◆ EXERCISE DETAILS
Scan the records for the line containing "of the chrome"; extract it and all later lines, verbatim, through the end, and nothing before it.

◆ TASK MATERIAL
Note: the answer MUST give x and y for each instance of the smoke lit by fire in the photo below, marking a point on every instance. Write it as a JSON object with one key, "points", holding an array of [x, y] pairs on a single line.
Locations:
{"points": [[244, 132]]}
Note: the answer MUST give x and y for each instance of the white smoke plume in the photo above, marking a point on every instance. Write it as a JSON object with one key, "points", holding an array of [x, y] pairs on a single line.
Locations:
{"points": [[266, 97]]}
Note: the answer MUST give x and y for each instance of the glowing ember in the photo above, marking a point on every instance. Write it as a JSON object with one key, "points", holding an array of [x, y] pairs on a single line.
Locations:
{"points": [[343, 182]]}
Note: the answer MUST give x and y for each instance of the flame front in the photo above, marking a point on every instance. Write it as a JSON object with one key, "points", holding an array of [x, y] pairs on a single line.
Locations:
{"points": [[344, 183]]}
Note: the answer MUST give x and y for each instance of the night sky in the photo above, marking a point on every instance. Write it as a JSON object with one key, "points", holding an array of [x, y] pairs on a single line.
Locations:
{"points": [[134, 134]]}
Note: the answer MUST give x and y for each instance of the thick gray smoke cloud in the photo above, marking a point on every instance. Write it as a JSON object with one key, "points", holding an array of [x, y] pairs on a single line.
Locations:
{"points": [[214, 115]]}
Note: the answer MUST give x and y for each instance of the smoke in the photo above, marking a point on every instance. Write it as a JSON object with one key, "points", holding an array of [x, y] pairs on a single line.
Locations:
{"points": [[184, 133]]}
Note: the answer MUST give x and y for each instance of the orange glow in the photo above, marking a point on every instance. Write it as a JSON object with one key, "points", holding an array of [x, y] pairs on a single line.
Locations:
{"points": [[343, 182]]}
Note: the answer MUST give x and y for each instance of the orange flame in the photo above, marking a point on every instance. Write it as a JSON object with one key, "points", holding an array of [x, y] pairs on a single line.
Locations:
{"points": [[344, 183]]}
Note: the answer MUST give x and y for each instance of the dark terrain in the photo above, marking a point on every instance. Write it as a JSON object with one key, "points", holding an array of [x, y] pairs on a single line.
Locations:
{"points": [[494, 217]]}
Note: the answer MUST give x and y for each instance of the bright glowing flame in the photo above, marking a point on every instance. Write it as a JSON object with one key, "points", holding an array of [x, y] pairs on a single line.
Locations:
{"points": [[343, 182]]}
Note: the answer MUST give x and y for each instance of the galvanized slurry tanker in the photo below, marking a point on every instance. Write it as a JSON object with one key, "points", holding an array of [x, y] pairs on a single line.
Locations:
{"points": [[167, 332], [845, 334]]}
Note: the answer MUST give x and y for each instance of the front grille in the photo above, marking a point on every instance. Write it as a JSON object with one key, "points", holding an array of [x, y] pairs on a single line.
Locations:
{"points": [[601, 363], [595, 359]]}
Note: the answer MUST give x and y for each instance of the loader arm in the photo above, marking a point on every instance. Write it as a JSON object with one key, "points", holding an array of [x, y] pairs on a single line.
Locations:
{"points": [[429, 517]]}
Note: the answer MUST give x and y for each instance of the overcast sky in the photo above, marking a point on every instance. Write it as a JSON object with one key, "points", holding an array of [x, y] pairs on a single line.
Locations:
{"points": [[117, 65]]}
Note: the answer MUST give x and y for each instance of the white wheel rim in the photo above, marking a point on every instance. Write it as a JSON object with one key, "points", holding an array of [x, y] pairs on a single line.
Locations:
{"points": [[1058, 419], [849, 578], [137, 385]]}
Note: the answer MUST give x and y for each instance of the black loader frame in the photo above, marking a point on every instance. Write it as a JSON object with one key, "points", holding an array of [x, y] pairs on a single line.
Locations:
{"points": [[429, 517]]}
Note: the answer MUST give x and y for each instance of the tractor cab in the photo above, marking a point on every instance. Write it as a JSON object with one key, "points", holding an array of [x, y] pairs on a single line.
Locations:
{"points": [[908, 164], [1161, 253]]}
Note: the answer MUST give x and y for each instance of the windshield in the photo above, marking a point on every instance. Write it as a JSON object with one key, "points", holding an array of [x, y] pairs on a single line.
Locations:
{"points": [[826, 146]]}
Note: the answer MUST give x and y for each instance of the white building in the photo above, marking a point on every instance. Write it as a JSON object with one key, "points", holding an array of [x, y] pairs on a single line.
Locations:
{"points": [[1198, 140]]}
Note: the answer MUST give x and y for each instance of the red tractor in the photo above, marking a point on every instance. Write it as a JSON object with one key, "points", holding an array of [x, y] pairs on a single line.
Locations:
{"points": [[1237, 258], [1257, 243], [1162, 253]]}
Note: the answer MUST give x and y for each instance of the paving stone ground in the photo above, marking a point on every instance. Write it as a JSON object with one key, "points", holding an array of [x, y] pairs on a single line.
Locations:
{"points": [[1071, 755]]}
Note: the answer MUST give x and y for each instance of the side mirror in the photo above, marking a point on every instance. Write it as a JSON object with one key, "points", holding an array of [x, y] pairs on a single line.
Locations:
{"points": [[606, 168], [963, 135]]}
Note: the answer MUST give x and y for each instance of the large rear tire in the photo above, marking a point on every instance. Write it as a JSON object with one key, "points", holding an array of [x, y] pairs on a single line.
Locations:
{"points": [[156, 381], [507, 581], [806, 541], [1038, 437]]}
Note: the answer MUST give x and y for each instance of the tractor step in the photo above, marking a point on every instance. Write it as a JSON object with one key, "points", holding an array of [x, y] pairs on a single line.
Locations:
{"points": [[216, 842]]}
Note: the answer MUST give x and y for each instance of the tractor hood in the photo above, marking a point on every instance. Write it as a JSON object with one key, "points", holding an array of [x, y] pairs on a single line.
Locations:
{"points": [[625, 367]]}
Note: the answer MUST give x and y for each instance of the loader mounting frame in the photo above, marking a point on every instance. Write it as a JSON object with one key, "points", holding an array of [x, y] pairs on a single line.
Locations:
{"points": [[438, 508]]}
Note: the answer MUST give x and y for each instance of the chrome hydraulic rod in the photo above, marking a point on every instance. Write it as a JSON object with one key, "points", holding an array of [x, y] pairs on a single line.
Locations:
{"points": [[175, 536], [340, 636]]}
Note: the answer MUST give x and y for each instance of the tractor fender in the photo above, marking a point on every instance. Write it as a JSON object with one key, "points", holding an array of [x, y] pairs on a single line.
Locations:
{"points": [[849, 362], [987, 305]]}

◆ TASK OUTPUT
Note: the answer MUST give x and y for each instance of the chrome hydraulic rod in the photo above, marking a point on every instance. Write it as a JSON object with one key, "points", holding an array of [x, y] pairs on a single line.
Locations:
{"points": [[175, 536], [340, 636]]}
Note: the answer MUST give x and y for each instance of the tractor fender in the photo above, marking a point on every instance. Write it as a JSON object with one key, "points", holding an array of [x, y] pairs on a single line.
Locations:
{"points": [[849, 362], [987, 305]]}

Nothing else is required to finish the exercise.